====== GIVEN ENTRIES ======

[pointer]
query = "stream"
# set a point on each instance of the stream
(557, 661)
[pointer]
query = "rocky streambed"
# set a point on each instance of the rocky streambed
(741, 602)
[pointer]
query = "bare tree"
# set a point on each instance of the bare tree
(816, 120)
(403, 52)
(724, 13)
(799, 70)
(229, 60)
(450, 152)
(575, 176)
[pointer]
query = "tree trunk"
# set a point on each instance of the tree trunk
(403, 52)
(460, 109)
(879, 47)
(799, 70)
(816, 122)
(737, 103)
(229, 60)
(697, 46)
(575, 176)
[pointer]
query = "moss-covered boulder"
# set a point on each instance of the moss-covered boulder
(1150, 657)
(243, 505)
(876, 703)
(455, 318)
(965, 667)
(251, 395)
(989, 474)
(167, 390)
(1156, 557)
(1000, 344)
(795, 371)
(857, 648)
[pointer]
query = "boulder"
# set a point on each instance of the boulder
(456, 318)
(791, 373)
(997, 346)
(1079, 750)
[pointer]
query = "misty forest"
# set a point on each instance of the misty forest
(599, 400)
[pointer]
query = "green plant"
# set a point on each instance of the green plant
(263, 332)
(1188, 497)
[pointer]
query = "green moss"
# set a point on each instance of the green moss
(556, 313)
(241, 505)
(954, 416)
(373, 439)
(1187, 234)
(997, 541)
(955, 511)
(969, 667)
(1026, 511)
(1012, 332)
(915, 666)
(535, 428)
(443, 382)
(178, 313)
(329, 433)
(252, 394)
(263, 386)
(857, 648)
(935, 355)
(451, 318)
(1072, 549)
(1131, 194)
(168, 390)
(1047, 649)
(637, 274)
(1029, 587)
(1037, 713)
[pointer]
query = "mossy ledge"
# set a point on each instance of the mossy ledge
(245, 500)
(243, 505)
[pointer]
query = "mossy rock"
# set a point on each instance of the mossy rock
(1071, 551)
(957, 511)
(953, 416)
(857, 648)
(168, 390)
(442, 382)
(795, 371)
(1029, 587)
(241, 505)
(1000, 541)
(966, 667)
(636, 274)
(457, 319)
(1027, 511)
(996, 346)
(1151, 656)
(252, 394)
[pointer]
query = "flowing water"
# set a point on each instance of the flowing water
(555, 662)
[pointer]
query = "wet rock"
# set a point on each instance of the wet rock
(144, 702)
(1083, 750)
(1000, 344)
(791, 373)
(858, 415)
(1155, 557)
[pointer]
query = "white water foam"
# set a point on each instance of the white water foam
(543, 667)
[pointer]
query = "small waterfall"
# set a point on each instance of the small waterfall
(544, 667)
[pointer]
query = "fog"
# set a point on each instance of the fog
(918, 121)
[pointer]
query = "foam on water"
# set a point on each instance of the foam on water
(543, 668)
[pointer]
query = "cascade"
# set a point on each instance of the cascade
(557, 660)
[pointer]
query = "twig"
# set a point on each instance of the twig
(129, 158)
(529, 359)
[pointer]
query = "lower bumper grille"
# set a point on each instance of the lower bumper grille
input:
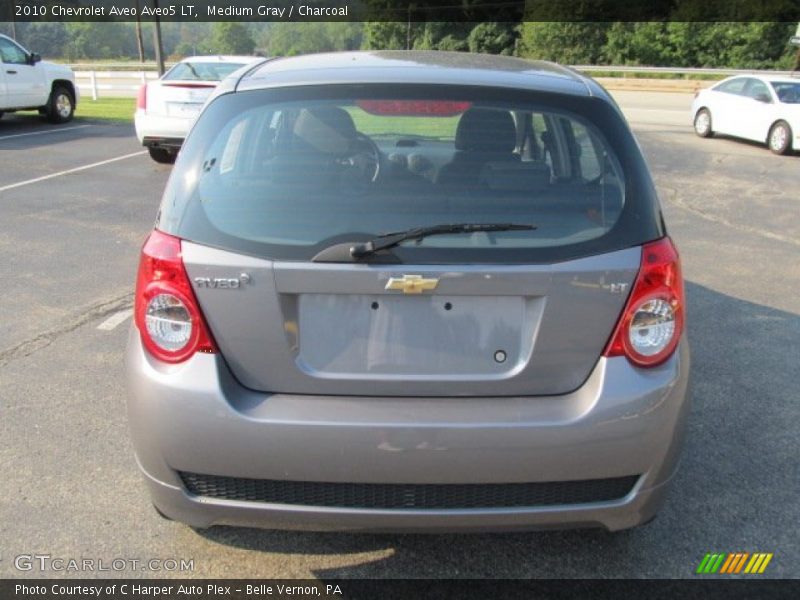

======

## WHAT THE TASK ASKS
Nothing but a number is expected: how many lines in the listing above contain "bumper"?

## TASK SOLUTION
2